WORK REQUIRED:
If a line comes after the one containing "written like (219,51).", leave it out; copy every line before it, and that line too, exactly as written, starting from the first line of the entries.

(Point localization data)
++++++++
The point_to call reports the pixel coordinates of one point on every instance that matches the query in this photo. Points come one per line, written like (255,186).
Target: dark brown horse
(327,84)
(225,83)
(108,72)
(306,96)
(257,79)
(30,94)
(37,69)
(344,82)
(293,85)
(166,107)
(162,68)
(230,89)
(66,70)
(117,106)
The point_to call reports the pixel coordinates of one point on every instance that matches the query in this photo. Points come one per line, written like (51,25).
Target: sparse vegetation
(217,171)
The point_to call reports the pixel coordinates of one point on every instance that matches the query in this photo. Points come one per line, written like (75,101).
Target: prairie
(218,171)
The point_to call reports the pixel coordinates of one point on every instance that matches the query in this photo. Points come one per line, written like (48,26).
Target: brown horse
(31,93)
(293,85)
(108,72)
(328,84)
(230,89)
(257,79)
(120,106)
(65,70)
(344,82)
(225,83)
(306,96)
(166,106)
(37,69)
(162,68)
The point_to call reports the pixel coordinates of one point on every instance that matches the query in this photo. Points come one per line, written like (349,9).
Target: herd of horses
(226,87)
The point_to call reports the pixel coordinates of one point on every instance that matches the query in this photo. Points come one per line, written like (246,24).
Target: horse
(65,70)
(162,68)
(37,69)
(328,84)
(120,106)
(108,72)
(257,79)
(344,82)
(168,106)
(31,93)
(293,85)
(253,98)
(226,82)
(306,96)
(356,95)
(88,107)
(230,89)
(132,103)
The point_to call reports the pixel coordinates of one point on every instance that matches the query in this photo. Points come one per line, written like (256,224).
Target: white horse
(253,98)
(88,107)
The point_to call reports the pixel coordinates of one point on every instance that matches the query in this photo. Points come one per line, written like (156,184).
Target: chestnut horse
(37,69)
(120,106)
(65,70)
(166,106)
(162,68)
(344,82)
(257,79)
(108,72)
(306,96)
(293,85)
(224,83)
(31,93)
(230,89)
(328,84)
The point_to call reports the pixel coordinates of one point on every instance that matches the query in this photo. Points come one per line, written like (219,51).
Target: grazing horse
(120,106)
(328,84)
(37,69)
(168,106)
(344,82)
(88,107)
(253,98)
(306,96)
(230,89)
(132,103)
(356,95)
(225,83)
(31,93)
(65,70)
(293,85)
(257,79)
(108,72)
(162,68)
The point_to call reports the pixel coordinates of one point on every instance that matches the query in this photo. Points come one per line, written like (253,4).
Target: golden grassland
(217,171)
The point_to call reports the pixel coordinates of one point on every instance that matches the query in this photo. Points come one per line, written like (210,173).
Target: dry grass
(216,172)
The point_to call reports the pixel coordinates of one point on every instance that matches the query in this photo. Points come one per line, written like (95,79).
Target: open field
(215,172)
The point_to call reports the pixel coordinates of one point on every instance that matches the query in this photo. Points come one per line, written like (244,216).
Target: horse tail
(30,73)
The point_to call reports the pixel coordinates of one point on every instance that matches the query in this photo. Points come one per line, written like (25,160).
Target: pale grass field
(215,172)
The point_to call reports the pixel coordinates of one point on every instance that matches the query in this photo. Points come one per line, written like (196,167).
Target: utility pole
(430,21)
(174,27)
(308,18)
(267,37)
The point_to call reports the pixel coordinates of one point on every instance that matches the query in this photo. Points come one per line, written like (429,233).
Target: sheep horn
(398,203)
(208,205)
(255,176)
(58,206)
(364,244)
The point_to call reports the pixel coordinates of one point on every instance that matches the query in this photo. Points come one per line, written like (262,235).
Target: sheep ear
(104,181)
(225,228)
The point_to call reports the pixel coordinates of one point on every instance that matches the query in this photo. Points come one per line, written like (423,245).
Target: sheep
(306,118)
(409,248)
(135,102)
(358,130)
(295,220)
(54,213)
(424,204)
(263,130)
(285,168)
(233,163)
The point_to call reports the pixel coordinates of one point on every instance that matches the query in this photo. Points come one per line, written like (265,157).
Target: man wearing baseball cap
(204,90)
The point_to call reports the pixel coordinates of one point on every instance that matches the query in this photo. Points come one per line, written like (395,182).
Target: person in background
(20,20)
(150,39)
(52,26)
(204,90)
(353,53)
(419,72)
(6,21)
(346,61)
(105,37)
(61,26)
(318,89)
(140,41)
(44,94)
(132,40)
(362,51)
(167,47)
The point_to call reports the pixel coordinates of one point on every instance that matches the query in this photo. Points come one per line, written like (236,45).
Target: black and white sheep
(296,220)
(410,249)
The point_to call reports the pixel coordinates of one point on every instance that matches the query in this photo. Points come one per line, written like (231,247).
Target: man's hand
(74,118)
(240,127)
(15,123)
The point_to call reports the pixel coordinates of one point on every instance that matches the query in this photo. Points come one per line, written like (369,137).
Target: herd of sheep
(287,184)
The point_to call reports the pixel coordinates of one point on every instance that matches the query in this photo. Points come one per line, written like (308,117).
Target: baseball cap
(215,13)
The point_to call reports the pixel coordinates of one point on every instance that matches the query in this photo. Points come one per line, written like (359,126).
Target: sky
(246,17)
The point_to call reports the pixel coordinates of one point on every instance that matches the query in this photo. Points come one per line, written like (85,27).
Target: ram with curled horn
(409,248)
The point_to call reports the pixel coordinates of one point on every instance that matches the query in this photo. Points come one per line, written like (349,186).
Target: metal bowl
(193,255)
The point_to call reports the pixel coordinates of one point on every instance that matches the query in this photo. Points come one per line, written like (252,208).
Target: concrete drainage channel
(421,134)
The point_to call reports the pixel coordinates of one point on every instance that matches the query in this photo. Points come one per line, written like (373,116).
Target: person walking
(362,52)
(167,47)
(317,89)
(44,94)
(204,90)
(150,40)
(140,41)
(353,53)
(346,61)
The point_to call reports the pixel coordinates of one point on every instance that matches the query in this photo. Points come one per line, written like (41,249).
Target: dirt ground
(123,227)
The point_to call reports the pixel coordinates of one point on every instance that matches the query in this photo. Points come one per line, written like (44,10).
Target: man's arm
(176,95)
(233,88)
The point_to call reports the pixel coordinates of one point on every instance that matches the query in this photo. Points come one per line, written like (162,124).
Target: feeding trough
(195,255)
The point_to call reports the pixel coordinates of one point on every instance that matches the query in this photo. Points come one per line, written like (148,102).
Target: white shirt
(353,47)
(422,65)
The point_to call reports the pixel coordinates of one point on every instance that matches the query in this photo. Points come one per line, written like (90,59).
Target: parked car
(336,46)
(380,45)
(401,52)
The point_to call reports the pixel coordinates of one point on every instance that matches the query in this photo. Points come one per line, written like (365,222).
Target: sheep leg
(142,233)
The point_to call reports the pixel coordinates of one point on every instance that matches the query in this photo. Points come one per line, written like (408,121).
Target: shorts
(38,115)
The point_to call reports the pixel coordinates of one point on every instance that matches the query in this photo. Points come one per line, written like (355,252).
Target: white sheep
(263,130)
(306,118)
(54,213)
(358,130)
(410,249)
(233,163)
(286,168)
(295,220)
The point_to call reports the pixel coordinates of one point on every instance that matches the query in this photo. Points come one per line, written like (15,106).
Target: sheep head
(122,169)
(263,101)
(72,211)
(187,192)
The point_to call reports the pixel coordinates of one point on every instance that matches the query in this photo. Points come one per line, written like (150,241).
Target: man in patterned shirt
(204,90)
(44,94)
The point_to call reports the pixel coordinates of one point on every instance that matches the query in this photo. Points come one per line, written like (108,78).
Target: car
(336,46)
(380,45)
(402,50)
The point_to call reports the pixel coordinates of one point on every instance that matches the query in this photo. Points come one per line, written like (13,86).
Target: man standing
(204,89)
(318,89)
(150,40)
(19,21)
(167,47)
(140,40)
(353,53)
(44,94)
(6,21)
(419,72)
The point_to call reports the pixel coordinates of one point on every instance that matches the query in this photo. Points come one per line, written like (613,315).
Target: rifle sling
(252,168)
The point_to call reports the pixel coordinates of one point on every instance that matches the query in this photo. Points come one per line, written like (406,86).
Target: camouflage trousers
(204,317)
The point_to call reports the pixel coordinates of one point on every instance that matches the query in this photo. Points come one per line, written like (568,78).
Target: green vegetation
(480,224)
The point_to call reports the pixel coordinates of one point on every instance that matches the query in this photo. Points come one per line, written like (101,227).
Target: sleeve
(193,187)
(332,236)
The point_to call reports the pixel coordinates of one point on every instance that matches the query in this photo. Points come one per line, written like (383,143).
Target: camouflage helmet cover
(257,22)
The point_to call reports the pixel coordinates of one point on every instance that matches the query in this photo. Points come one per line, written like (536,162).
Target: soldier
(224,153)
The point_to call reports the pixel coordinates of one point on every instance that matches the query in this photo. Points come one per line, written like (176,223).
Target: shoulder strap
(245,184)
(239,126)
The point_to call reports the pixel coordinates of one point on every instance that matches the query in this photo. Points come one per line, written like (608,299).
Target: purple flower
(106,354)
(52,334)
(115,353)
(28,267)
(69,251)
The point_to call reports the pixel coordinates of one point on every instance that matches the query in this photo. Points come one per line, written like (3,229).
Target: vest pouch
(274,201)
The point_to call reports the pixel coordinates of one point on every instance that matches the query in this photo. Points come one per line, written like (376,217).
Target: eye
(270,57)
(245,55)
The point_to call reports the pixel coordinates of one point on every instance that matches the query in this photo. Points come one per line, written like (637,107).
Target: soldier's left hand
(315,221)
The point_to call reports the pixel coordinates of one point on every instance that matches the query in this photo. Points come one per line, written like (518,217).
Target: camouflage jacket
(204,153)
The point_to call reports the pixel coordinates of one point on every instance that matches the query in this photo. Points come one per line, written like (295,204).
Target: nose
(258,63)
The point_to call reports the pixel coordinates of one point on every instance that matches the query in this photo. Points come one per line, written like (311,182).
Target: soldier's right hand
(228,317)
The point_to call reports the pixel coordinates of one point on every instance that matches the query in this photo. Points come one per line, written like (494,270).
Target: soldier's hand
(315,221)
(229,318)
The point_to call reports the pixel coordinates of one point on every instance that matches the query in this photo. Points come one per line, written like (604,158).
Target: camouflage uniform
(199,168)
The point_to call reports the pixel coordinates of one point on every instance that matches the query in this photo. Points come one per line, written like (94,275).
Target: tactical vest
++++++++
SOLUTION TO THIS PROBLEM:
The point_to call reports the pixel coordinates of one point on every instance that matches the query in this photo. Points come one per line, written like (255,186).
Target: dark brown horse
(327,84)
(225,83)
(108,72)
(306,96)
(257,79)
(30,94)
(37,69)
(344,82)
(293,85)
(166,107)
(162,68)
(230,89)
(66,70)
(117,106)
The point_to call reports the pixel coordinates of one point on every instance that matches the query in this photo. Points come one per line, written like (51,25).
Target: sparse vegetation
(217,171)
The point_to call reports the pixel coordinates of one point on every instance that matches the query in this photo. Points come one per line, written like (75,101).
Target: prairie
(218,171)
The point_to call reports the pixel coordinates of one point on every instance that matches the query in this photo. Points come one per line, written like (48,26).
Target: brown horse
(31,93)
(293,85)
(108,72)
(328,84)
(230,89)
(257,79)
(120,106)
(65,70)
(344,82)
(225,83)
(306,96)
(166,106)
(37,69)
(162,68)
The point_to call reports the pixel coordinates of one point on every instance that matches the query in this photo. Points come one per line, written like (349,9).
Target: herd of horses
(226,87)
The point_to call reports the pixel coordinates of one point on every instance that matches the query in this photo. Points come one per line, written like (246,24).
Target: horse
(65,70)
(162,68)
(37,69)
(328,84)
(120,106)
(108,72)
(257,79)
(344,82)
(168,106)
(31,93)
(293,85)
(253,98)
(226,82)
(306,96)
(356,95)
(88,107)
(230,89)
(132,103)
The point_to call reports the pixel coordinates of one point on every instance that matches the query in this photo. Points come one per line, written like (256,224).
Target: white horse
(253,98)
(88,107)
The point_to call reports the pixel coordinates of one point on every instance that matches the query in this photo. Points come one per line, written like (156,184).
Target: chestnut horse
(37,69)
(120,106)
(65,70)
(166,106)
(162,68)
(344,82)
(257,79)
(108,72)
(306,96)
(293,85)
(224,83)
(31,93)
(230,89)
(328,84)
The point_to call reports the pixel coordinates of one point on every instance that matches the query in this photo. Points come one per line, written like (219,51).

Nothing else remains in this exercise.